# START OF EXTRACTED RECORDS
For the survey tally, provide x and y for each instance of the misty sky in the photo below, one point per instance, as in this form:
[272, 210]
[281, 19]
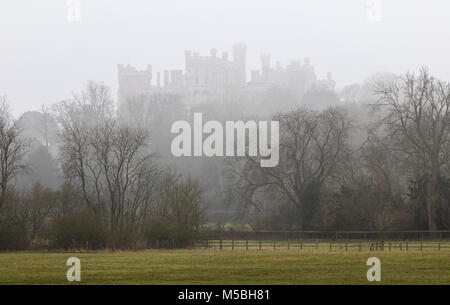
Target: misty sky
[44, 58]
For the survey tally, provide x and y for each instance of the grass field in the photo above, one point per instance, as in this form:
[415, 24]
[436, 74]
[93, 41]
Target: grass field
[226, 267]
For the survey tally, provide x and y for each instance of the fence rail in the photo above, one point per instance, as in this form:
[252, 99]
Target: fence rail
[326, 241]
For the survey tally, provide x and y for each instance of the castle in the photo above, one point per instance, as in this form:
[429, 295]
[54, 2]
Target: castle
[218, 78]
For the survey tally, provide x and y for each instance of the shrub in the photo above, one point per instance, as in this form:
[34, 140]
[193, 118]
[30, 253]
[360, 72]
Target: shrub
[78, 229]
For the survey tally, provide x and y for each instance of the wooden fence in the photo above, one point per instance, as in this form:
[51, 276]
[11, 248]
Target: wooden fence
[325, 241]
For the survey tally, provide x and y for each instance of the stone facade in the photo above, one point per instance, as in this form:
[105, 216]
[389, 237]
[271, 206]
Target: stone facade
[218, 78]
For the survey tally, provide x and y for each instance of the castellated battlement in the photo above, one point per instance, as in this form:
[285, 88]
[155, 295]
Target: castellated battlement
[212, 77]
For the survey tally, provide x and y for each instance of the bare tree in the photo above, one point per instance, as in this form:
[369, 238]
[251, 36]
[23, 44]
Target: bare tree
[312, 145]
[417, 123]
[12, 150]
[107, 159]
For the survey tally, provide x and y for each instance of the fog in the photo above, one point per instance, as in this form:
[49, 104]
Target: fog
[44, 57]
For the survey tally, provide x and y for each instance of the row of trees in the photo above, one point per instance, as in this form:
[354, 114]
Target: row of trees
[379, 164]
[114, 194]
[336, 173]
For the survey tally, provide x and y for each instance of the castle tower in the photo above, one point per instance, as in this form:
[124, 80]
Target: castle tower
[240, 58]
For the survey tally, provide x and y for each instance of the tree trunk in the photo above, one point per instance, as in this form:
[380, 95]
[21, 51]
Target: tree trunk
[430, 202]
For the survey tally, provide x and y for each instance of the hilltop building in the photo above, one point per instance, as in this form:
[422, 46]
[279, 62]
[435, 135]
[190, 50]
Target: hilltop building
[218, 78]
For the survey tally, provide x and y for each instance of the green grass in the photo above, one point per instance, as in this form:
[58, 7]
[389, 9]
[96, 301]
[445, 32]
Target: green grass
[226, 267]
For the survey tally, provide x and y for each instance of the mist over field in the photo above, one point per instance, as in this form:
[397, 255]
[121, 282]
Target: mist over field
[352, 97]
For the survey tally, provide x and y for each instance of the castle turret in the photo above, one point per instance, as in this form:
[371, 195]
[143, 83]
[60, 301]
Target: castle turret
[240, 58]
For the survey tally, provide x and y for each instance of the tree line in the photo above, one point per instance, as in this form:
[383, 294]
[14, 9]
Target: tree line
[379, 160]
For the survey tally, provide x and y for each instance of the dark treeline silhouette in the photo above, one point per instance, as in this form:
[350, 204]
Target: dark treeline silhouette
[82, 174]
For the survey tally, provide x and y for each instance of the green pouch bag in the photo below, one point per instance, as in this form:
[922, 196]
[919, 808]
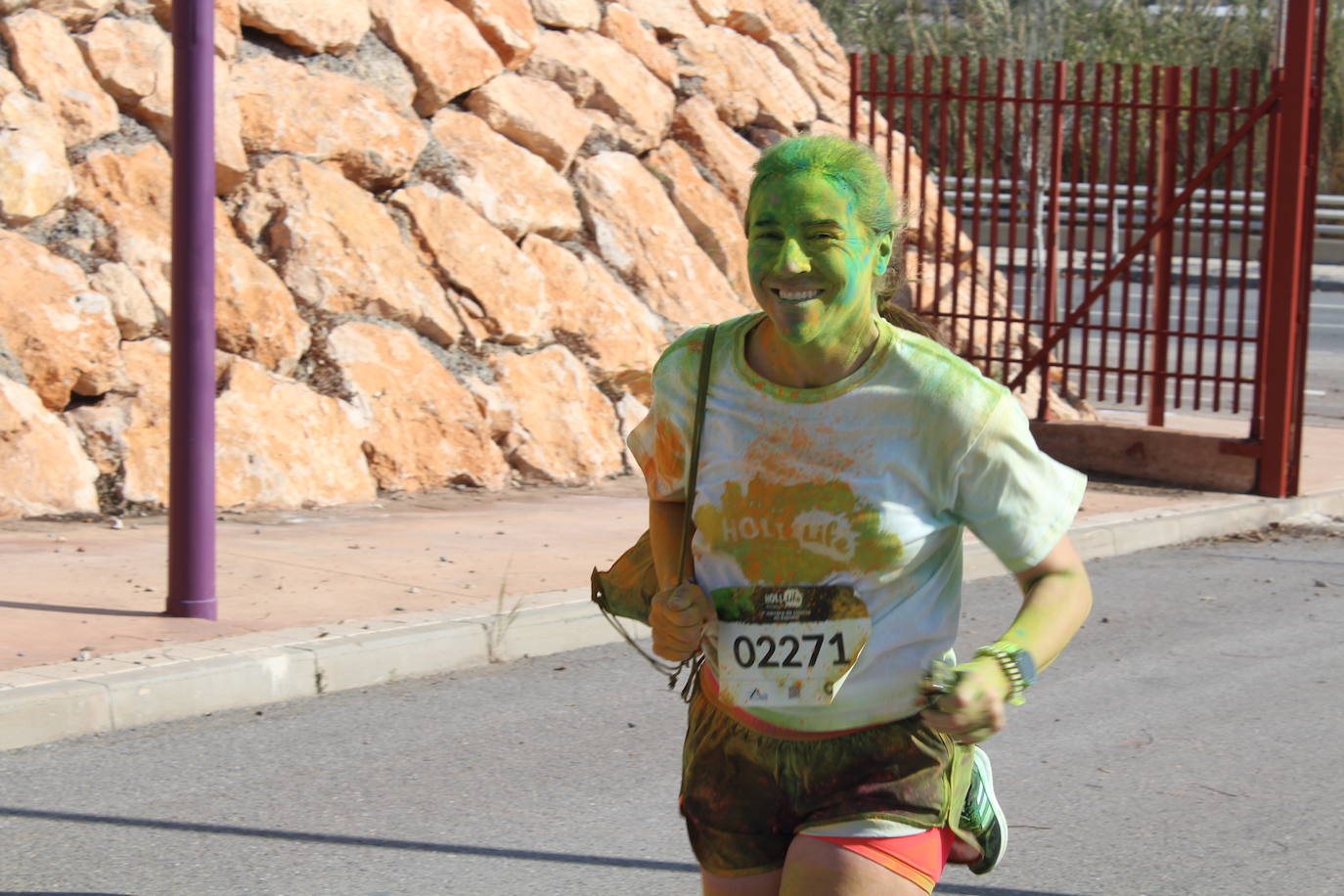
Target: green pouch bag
# END OF EXTRACTED RECORDS
= GIVEN INSTRUCTION =
Write out all of the records above again word for word, leaving the pictures out.

= REPLY TO THE EXERCISE =
For the survey tally, provide x and y for each instance of the misty sky in the photo below, one point per instance, as in this form:
[272, 210]
[281, 19]
Target: misty sky
[44, 58]
For the survey tally, provide x and y for each instance of the grass field in the photo above, one point per instance, as in this form:
[415, 24]
[436, 74]
[93, 41]
Target: grass field
[226, 267]
For the survey tally, provide x and y for each instance of the fence rail in the photo above, one point per instance, as in this form:
[252, 99]
Target: fence rail
[326, 241]
For the survey tally, provide x and y for each instance of the castle in the photo above, one point per instance, as in this form:
[429, 295]
[54, 2]
Target: castle
[218, 78]
For the survey tally, provide x and y for each instance of the shrub in the photo above, one point per instance, as in this form:
[34, 140]
[193, 118]
[30, 253]
[360, 72]
Target: shrub
[78, 229]
For the survey tally, provide x and y for each instance of the wooden fence in the photo above, one point per instance, as in this form:
[51, 276]
[11, 248]
Target: wooden fence
[325, 241]
For the survey tally, provide x and y for each instance of the stone facade in the photo above, one point per instance, as in this form:
[105, 216]
[389, 237]
[271, 206]
Target: stone facade
[218, 78]
For the survey tally, provide x and y for each instance of the castellated battlement in the photo above, one point per instance, as in this form:
[285, 88]
[155, 295]
Target: castellated battlement
[212, 77]
For the survey tally, provide x and y for each instance of the bare tree in the photo above, one point per instance, as in this form:
[369, 238]
[251, 36]
[23, 44]
Target: bare tree
[312, 145]
[417, 123]
[12, 150]
[107, 159]
For the survey tally, provide x and y for each instance of the fog in the photo above, one point per instance, as in this form:
[49, 104]
Target: fog
[44, 57]
For the survey tally, provide x and y for each instance of the row of trees in the photo above, one point per instance, as in this form:
[354, 114]
Target: row of trees
[379, 164]
[114, 194]
[336, 173]
For the survey tally, provide x and y for each instance of the castle tower in the photo above, one point per instance, as in this form:
[124, 80]
Target: castle tower
[240, 58]
For the survey tally, provide x and y for each instance of the tree trunk in the photo above, one point per instance, as in this form:
[380, 95]
[21, 51]
Target: tree trunk
[430, 202]
For the survey tally, provide x and y for each instance of the hilltop building in the photo above, one point per instance, as in this form:
[422, 46]
[279, 62]
[435, 135]
[190, 50]
Target: hilltop building
[218, 78]
For the survey tally, provide x and y for each instance of the green grass in the photo above, one point per instance, as in this form:
[58, 7]
[389, 9]
[96, 301]
[445, 32]
Target: green grass
[226, 267]
For the survey tally, provide x and y for each instance of the mist over field in the photo above, one point per instance, as in this form:
[397, 255]
[121, 282]
Target: mist over field
[352, 97]
For the survey tally, provide x and y for each instance of the castle turret in the photo above, one point per instance, as in this form:
[371, 195]
[143, 83]
[60, 301]
Target: castle turret
[240, 58]
For the survey tally, provide x and y for each instance of the tree line in the photo above, one point per instance, as in this form:
[383, 294]
[14, 9]
Target: tree line
[379, 160]
For the survey tally, provide x and y for each instance of the dark treeline silhouette in the photo above, one point per instance, as in this form:
[350, 204]
Target: dark treeline silhouette
[82, 174]
For the survey tally, provide x and y for each instance of the green pouch bag in the photo below, one point per instance, as in this form:
[922, 196]
[919, 808]
Target: green pouch bag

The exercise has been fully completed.